I have always been a builder.
Professionally, I am an architect. I have designed housing, theaters, libraries, a police station house, social service facilities, cultural centers and museums.
I am also a builder of communities, working with local organizations to help alleviate poverty, violence, and social disenfranchisement.
You could say that I’ve spent my life building spaces where people could grow. I never imagined, however, that I would someday have to rebuild my own.
In February 2015, after experiencing months of excruciating and debilitating back pain that doctors mistakenly attributed to deteriorating lower lumbar discs, I had an MRI that revealed multiple vertebral compressed fractures. My new doctor, suspecting multiple myeloma, immediately ordered blood work.
While I awaited the results over several days, my health declined rapidly and I landed in the hospital intensive care unit, where I spent the next three weeks receiving treatment for anemia, dehydration, a-fibrillation, and kidney and liver failure. While I was there, I also received a diagnosis: multiple myeloma.
Although my hospitalization and subsequent participation in a clinical trial stabilized me, I faced severe physical limitations. The multiple compressed vertebral fractures left me with a deformed spine, atrophied muscles, an inability to perform basic functions and a body wracked with pain. Despite tremendous support from friends, community and my partner, Joan, I was not prepared for the uncertainty that lay ahead.
Joan tried mightily to comfort me. She had a hospital bed delivered to our home, and asked one night to lie behind me. At first, I could not bear the thought of her touching my back. After all, just the shower or clothes against my skin hurt. But eventually I agreed, deeply touched by her loving persistence.
Nevertheless, I felt lost and paralyzed. I had no schedule or daily structure. I was in pain, unsteady on my feet and scared. I spent hours doing basic things that once took minutes — using the bathroom, washing, getting in and out of bed, dressing, traveling to the hospital for chemotherapy and lab work. How would I rebuild my life?
There is a narrative of loss, tragedy and death that stigmatizes people with cancer. I noticed colleagues, friends, and even family responding to me as if I had a death sentence. At work, no one asked what tasks I could and could not handle, or how they could make reasonable accommodations. Instead, they terminated me. This is just one reason why many people conceal their cancer. I did the opposite: I embraced mine.
I created a schedule for cooking, eating, having physical and occupational therapy, and working with the health care professionals who made home visits. I regularly invited friends to accompany me to appointments for chemotherapy and lab work. Although I needed to rest during the day, I began — and continue to — exercise vigilantly to slow down further deterioration. I also searched for support groups and people with the same diagnosis. The Leukemia & Lymphoma Society has been especially helpful in providing medical and financial resource information.
Five years after my diagnosis and now in partial remission, I have come to accept my cancer and my new self. I can't live my life as before, and yet, where some doors have closed, others have opened. I am more emotionally open and available to friends. I feel deep joy and gratitude for their and my healthcare providers’ support and love. I am more curious about what is happening around me. And, I am open to the unknown. I don’t feel anxious about the uncertainty ahead but excited about the promise of the future. My concerns, insecurities, anxieties, depression, anger, and joy are not going away. They are the material with which I am rebuilding my life.

- - - - -

SET OF TASKS –
**1)** According to the essay on living with cancer, how long did the writer spend in the hospital intensive care unit?
**2)** List every type of building the writer of the essay on living with cancer says they designed as an architect.
**3)** Reproduce the passage of the essay on living with cancer starting at "Although my hospitalization" and ending at "that lay ahead.".

RECORDED DATA –
- - - - -

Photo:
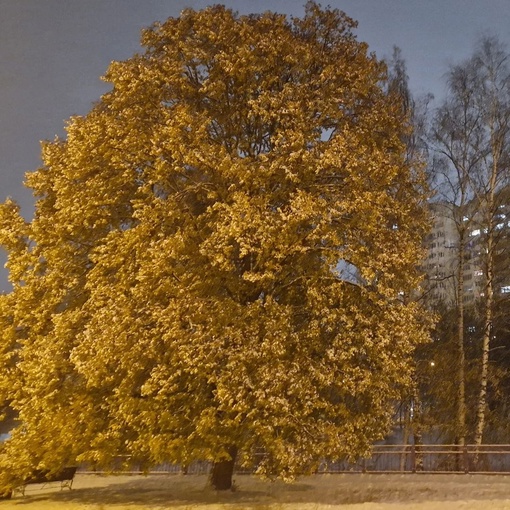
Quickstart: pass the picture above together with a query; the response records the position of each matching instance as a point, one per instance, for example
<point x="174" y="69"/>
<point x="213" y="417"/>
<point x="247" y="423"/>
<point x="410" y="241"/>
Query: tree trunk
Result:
<point x="461" y="391"/>
<point x="222" y="471"/>
<point x="460" y="428"/>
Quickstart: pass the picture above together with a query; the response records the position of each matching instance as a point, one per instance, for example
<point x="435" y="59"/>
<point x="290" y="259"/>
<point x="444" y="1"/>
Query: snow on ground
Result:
<point x="321" y="492"/>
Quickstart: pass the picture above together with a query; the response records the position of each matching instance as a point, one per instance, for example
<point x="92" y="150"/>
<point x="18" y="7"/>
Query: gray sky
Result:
<point x="52" y="53"/>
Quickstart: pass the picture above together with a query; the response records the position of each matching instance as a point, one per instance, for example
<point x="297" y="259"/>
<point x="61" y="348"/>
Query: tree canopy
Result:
<point x="218" y="255"/>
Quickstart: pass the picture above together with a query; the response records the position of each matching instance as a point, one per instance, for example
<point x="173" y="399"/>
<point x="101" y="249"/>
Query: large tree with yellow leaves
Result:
<point x="218" y="256"/>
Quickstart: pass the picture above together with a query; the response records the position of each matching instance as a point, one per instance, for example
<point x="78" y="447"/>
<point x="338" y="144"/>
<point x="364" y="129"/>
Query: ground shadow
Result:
<point x="252" y="493"/>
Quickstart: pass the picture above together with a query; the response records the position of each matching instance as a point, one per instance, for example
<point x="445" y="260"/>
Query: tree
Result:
<point x="179" y="294"/>
<point x="471" y="132"/>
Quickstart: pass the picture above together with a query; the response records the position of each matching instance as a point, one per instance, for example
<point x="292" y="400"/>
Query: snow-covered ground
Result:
<point x="346" y="491"/>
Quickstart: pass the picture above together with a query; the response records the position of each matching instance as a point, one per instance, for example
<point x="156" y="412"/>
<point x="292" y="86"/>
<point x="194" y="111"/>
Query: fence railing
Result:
<point x="427" y="458"/>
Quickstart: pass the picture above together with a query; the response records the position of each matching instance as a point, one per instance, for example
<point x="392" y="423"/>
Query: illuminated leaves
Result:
<point x="179" y="277"/>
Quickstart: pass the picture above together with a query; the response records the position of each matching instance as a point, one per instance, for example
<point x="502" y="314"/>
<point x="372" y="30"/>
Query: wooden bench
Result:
<point x="65" y="477"/>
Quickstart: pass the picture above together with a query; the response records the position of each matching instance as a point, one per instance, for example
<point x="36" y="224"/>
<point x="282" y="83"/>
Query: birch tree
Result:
<point x="470" y="134"/>
<point x="177" y="295"/>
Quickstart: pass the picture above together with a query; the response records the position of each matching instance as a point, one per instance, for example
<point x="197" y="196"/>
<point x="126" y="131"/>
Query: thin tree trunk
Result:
<point x="460" y="438"/>
<point x="417" y="433"/>
<point x="222" y="471"/>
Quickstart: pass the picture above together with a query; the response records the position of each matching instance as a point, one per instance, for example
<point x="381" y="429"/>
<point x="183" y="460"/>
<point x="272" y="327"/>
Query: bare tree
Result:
<point x="469" y="136"/>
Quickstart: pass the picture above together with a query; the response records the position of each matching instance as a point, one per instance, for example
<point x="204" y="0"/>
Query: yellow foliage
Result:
<point x="180" y="287"/>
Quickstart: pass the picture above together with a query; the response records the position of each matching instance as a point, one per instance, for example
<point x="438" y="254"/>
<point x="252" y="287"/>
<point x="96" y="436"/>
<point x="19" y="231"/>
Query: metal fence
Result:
<point x="428" y="458"/>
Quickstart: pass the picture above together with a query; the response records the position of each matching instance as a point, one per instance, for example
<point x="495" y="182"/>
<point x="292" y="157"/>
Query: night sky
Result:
<point x="53" y="52"/>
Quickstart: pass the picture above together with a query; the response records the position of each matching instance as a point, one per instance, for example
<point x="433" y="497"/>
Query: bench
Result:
<point x="45" y="477"/>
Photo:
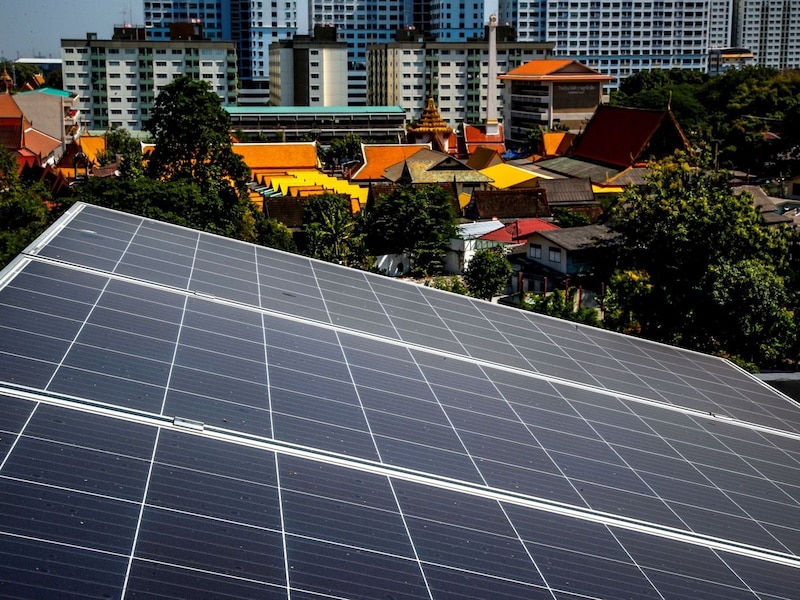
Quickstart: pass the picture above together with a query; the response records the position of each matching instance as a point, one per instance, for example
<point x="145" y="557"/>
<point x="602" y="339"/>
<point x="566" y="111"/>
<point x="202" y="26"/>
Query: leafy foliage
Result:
<point x="23" y="209"/>
<point x="487" y="273"/>
<point x="342" y="150"/>
<point x="120" y="142"/>
<point x="566" y="217"/>
<point x="561" y="304"/>
<point x="687" y="238"/>
<point x="273" y="233"/>
<point x="728" y="115"/>
<point x="332" y="233"/>
<point x="192" y="142"/>
<point x="418" y="221"/>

- - - - -

ANSWERS PROVIDED –
**1)** Three weeks.

**2)** Housing, theaters, libraries, a police station house, social service facilities, cultural centers, and museums.

**3)**
Although my hospitalization and subsequent participation in a clinical trial stabilized me, I faced severe physical limitations. The multiple compressed vertebral fractures left me with a deformed spine, atrophied muscles, an inability to perform basic functions and a body wracked with pain. Despite tremendous support from friends, community and my partner, Joan, I was not prepared for the uncertainty that lay ahead.